Content starts

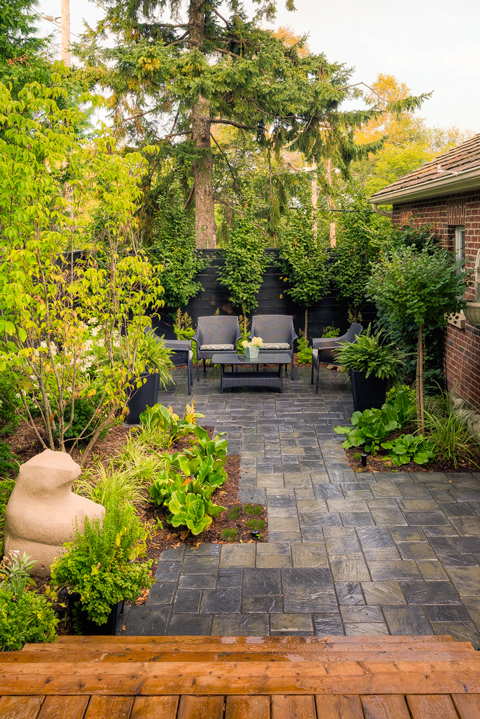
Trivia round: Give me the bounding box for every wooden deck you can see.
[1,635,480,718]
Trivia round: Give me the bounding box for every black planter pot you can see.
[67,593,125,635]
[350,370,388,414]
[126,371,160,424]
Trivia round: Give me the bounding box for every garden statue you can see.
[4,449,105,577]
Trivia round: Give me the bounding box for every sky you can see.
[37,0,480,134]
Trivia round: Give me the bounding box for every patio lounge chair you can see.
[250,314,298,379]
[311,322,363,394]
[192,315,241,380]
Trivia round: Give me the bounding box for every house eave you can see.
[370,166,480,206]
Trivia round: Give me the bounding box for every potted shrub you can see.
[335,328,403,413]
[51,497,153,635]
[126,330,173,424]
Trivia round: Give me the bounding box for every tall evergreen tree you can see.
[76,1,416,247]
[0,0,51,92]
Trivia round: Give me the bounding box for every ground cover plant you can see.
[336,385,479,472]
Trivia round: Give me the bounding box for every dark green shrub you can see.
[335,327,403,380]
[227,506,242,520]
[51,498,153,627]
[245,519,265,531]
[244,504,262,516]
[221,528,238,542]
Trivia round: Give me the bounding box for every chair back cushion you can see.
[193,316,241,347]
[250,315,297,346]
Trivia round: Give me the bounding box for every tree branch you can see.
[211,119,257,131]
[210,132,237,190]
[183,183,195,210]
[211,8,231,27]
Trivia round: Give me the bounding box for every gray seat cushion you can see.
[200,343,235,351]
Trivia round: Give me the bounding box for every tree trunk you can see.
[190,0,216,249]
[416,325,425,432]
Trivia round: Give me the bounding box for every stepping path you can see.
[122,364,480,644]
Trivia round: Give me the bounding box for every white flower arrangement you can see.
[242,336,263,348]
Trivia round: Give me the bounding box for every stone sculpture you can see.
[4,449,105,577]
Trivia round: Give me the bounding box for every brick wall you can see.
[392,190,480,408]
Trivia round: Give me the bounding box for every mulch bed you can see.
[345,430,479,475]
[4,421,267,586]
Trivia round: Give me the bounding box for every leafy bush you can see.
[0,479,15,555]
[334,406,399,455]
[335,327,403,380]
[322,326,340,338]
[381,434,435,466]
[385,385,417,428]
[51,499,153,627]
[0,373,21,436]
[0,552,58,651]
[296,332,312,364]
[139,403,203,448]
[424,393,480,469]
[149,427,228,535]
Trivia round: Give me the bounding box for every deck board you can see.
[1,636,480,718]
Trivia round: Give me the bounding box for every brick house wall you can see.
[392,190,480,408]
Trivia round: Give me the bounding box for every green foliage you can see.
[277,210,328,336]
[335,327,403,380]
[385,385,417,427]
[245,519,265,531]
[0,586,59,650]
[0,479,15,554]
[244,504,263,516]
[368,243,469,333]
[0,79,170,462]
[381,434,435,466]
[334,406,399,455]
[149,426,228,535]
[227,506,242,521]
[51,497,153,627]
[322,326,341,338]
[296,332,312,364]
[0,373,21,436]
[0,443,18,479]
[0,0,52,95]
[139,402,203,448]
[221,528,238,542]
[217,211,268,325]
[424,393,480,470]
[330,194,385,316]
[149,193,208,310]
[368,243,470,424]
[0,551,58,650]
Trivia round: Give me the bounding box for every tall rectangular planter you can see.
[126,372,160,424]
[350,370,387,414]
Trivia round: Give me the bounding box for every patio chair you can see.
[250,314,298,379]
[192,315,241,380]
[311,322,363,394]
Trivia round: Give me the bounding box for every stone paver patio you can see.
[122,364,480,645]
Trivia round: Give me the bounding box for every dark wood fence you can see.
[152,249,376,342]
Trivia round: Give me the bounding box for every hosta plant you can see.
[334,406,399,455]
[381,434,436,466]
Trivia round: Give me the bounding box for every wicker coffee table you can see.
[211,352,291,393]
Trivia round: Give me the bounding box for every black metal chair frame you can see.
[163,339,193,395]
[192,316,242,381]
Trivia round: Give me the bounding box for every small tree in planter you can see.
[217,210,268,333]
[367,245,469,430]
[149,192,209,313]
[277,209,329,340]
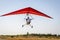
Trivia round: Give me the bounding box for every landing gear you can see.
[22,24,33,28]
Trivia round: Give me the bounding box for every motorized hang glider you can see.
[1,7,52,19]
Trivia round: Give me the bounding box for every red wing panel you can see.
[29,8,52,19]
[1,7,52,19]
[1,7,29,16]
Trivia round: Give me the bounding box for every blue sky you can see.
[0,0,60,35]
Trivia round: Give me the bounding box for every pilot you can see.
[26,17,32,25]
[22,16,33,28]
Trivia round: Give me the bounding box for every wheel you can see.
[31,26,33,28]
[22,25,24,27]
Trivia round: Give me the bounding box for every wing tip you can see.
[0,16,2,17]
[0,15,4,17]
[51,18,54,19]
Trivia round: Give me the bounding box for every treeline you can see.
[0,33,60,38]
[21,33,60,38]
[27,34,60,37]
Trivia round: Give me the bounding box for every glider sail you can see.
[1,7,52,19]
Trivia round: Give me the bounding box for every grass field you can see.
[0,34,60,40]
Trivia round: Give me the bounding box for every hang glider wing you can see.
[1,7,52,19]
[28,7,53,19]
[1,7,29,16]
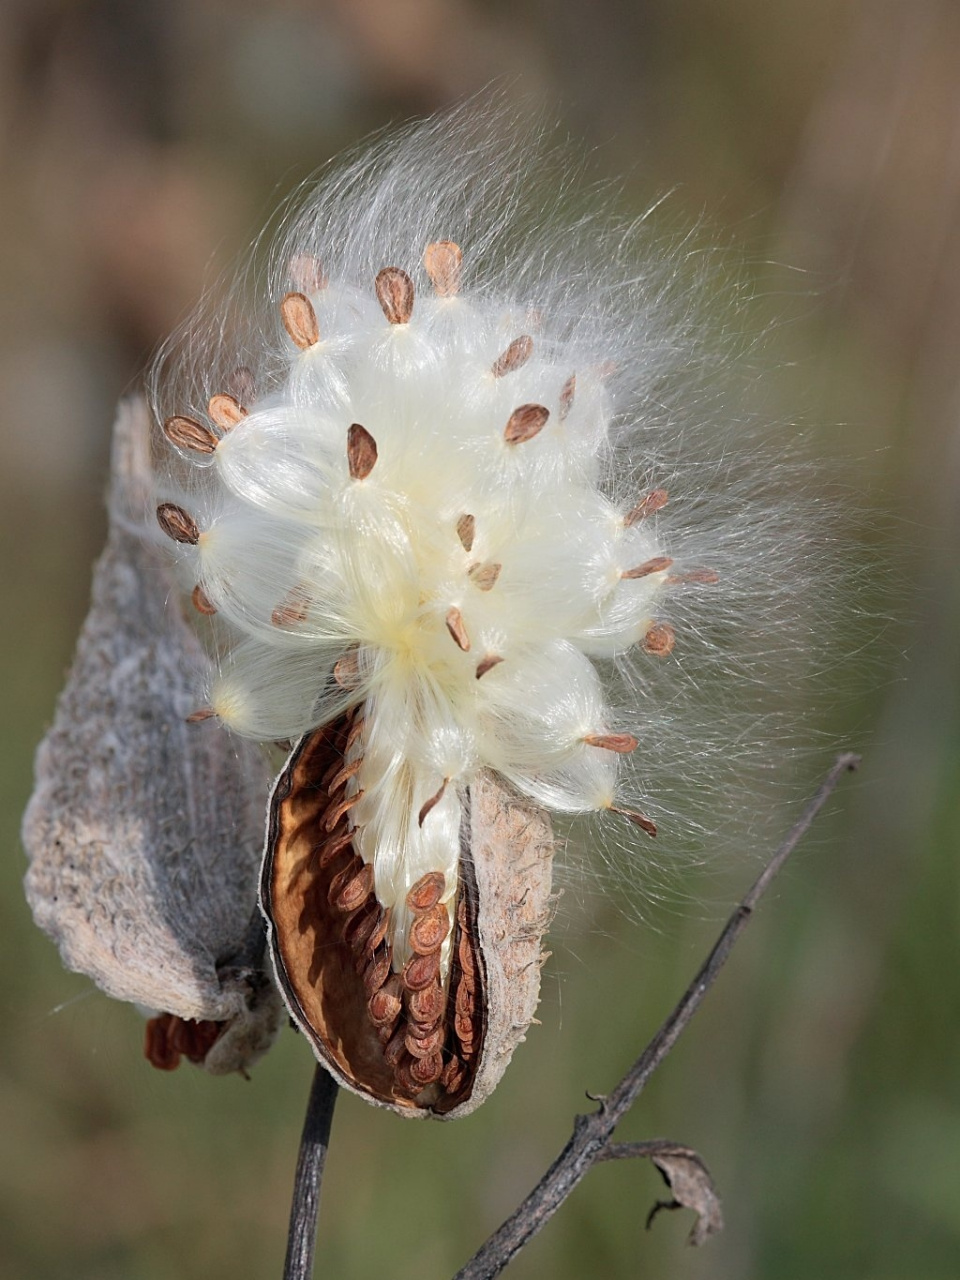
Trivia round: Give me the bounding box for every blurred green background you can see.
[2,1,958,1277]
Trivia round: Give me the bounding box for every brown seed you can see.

Content ends

Retype each line above exactly and leave out any picture.

Trivia round: Give me the bounding box for every wooden deck you can see.
[1,635,480,718]
Trivia round: Give me the bounding box for every black planter pot you can see.
[67,593,125,635]
[350,370,388,414]
[126,371,160,424]
Trivia round: Give me the bounding box for every garden statue you can see.
[4,449,105,577]
Trivia round: Give me the bounding box for every sky you can see.
[37,0,480,134]
Trivia round: Give me the bounding box for every patio lounge chair you can see.
[250,314,298,379]
[311,322,363,394]
[192,315,241,380]
Trivia round: Give me the bounding box for every house eave you can see.
[370,166,480,206]
Trivia round: Give me the bounding box for every potted shrub you can see.
[335,328,403,413]
[51,497,153,635]
[126,330,173,424]
Trivia round: Give me the bounding box for every tall evergreen tree you can see.
[76,1,416,247]
[0,0,51,92]
Trivia round: Give me the bounding box for every ground cover plant you can see.
[336,385,479,472]
Trivia round: Give me the bounding box for every dark green shrub you can see.
[335,327,403,380]
[227,506,242,520]
[51,498,153,627]
[245,519,265,531]
[244,504,262,516]
[221,528,238,542]
Trivia round: Give me the bounding box for every chair back cushion you can see.
[193,316,241,347]
[250,315,297,346]
Trivia round: Give me the bounding box for every tree branch you can see.
[211,119,257,131]
[210,132,237,190]
[183,183,195,210]
[211,8,231,27]
Trivia round: Give me the bounding box for every gray seat cushion you can see.
[200,343,235,351]
Trivia round: Give me the bounding box for every tree trunk you can see.
[190,0,216,249]
[416,325,425,432]
Trivia round: Give me the bounding box for every stepping path you can see.
[122,364,480,644]
Trivia round: Give me the bounding box for every white flower arrangement you can see.
[242,336,263,348]
Trivia round: Give me the bounding box for every stone sculpture you can see.
[4,449,105,577]
Trivia round: Give me the bounding box for every brick wall you can see.
[392,190,480,408]
Trivia round: Give me the bounding box for every mulch bed you can see.
[345,430,479,475]
[4,421,267,586]
Trivia round: Give me the bounding box for every leafy bush you can see.
[0,479,15,555]
[334,406,399,455]
[335,327,403,380]
[322,326,340,338]
[381,434,435,466]
[385,385,417,428]
[51,499,153,627]
[0,373,21,436]
[0,552,58,651]
[296,332,312,364]
[139,403,203,448]
[424,393,480,469]
[149,427,228,535]
Trivia round: Give me the bounding box for every deck board you can see.
[1,636,480,718]
Trivia round: Give me the bounding box for every brick house wall you can see.
[392,190,480,408]
Trivia round: Give me the bounding box for every green foliage you can see.
[277,210,328,336]
[335,327,403,380]
[385,385,417,427]
[245,519,265,531]
[0,586,59,650]
[0,479,15,554]
[244,504,263,516]
[368,243,469,333]
[0,79,170,462]
[381,434,435,466]
[334,406,399,455]
[149,426,228,535]
[227,506,242,521]
[51,497,153,627]
[322,326,341,338]
[296,332,312,364]
[0,373,21,436]
[0,443,18,479]
[0,0,52,95]
[139,402,203,448]
[221,528,238,542]
[217,211,268,325]
[424,393,480,470]
[330,194,385,316]
[149,193,208,310]
[368,243,470,424]
[0,551,58,650]
Trivia round: Give me the bounding box for every tall rectangular planter you can see.
[126,372,160,424]
[350,370,387,414]
Trivia round: Give me the bounding box for every patio chair you can see.
[250,314,298,379]
[192,315,241,380]
[311,322,363,394]
Trivia round: Give me the bounding box for every stone paver patio you can see.
[122,364,480,645]
Trivia round: Give me the bounding box for every dark wood fence you can see.
[152,249,376,342]
Trivia round: Give me the bounding box for every hosta plant you can see.
[334,406,399,455]
[381,434,436,466]
Trivia round: Give me the bounding box for every wicker coffee table you can see.
[211,352,291,393]
Trivia round: Give me the bounding box for every black metal chair frame you can see.
[163,339,193,395]
[192,316,242,381]
Trivia round: Give me the bounding box for every small tree in planter you can see.
[217,210,268,333]
[367,245,469,430]
[149,192,209,313]
[277,209,329,340]
Trivia round: Give me the bounding box for every landing gear you can see.
[22,24,33,28]
Trivia round: Give me the bounding box for every motorized hang glider you can see.
[1,7,52,19]
Trivia round: Give me the bounding box for every red wing panel you can see.
[29,8,52,19]
[1,7,52,19]
[1,7,29,16]
Trivia round: Give me the bounding box for every blue sky you can see.
[0,0,60,35]
Trivia round: Give me the bounding box for every pilot you can see.
[26,17,32,25]
[22,16,33,28]
Trivia round: Give me the bounding box for every wheel you can see.
[31,26,33,28]
[22,25,24,27]
Trivia round: Give me the bounding box for every wing tip you can see.
[0,16,2,17]
[0,15,4,17]
[51,18,54,19]
Trivia round: Give me the bounding box for every treeline you can see.
[0,33,60,38]
[21,33,60,38]
[27,34,60,37]
Trivia round: Give me the bounding box for every glider sail you can see.
[1,7,52,19]
Trivia round: Give me the bounding box for every grass field you can see.
[0,34,60,40]
Trivia round: Give me the bounding box for every hang glider wing you can see.
[1,7,52,19]
[28,7,53,19]
[1,7,29,16]
Trivia round: Give me the bounding box for every blurred green background you can see.
[2,1,958,1277]
Trivia round: Give me the bounding box for every brown seed you can see.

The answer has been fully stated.